▸ FRAGMENTO ORIGINAL

──────────

Pero no es sensato esperar, ni mucho menos desear, que todos y cada uno de nosotros tengamos que pasar por una tragedia para convertirnos en personas sensibles, generosas y serviciales, y construyamos entonces una sociedad con esas características. Desearle un destino trágico a cada ser humano con el fin de que la sociedad en general sea más solidaria, sería contradictorio con ese propósito.
La solidaridad es uno de los más claros indicadores del grado de civilización y de desarrollo de una sociedad. Y, a contrario sensu, la indiferencia es sinónimo de incivilidad, de egoísmo, e incluso de agresión. Entonces, en el hogar, en la escuela, a través de los medios y redes de comunicación y en todo ámbito de la sociedad, se debe sembrar sensibilidad en cada persona. La educación, el ejemplo y un entorno donde se practiquen constantes actos de generosidad, son instrumentos muy poderosos.
Todos tenemos doble cuota de responsabilidad en esto: primero desarrollar sensibilidad en nosotros mismos y luego promoverla. Esto debería transformar poco a poco a la actual generación y lograr que las próximas traigan incorporado el “chip” de la compasión, esa capacidad para entender el estado emocional de otro, para “sufrir con el otro”, y que usualmente va acompañada del esfuerzo por mitigar su sufrimiento.
Tal vez así comience a desaparecer, por ejemplo, el irrespeto generalizado por parte de casi toda la población, de los espacios para estacionamiento reservados a personas con necesidades especiales. El irrespeto comienza por los guardas encargados de hacer cumplir ese principio elemental de convivencia, que es además un deber legal. El disgusto sufrido hace poco, y plasmado con pluma iracunda en esta misma página, por don Jacques Sagot en el parqueo de un centro comercial, es pan de cada día para miles de personas con limitaciones físicas. Sufrir una discapacidad o limitación física es ya un destino difícil, y ser excluido del disfrute de algunos aspectos de la vida, por la insensibilidad y la indiferencia de los que tienen el privilegio de estar sanos, es indignante.

──────────

▸ INSTRUCCIONES
Prosigue el fragmento sobre la solidaridad y la sensibilidad social a partir de donde termina. Las filas que vienen a continuación no tienen ningún papel en esto.

▸ FILAS DE DATOS
──────────

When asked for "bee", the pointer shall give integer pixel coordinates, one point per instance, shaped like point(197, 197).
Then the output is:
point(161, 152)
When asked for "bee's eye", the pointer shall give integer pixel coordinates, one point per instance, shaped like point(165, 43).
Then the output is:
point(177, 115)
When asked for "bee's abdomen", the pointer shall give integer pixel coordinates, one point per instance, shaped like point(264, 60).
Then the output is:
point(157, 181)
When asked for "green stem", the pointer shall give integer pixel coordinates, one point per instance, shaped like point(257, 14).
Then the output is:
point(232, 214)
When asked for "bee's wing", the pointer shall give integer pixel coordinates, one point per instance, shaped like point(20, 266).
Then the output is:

──────────

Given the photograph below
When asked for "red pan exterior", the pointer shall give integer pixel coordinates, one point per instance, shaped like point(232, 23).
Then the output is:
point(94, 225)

──────────

▸ RESPUESTA
Son más de un millón los costarricenses que por su avanzada edad o por limitaciones congénitas o sobrevenidas, conforman esa minoría a menudo tratada como de segunda por la sociedad y hasta por el ordenamiento jurídico. Dos ejemplos se me vienen a la mente: la Ley N.° 8444 que regula la exoneración de impuestos a los vehículos para uso de ciudadanos con limitaciones físicas, mentales o sensoriales, impone una serie de requisitos tan poco realistas, que al final de cuentas, pocos se pueden beneficiar de ella. Los pensionados con discapacidades severas tienen la misma carga impositiva (mes a mes les rebajan de su pensión un porcentaje de impuesto sobre la renta y otros rubros) que quienes están sanos, a pesar de que deben incurrir en gastos muy superiores para recibir cuidados que palíen sus limitaciones y les den cierta calidad de vida.
Por eso es tan estimulante y esperanzadora la creación del “Sendero de Acceso Universal” en el Parque Nacional Carara. El esfuerzo conjunto de muchas personas y organizaciones privadas, junto con el Sistema Nacional de Áreas de Conservación, le ha dado a esa casi cuarta parte de la población costarricense, la oportunidad de disfrutar de las maravillosas experiencias sensoriales, espirituales y emocionales que se experimentan al tener contacto con la naturaleza, especialmente si se trata de un parque nacional. Este proyecto merece nuestra mayor admiración y debe ser difundido intensamente en todos los espacios, para que sirva como vehículo de sensibilización entre cada costarricense, para motivarnos a participar en la construcción de muchos más senderos hacia una sociedad más inclusiva.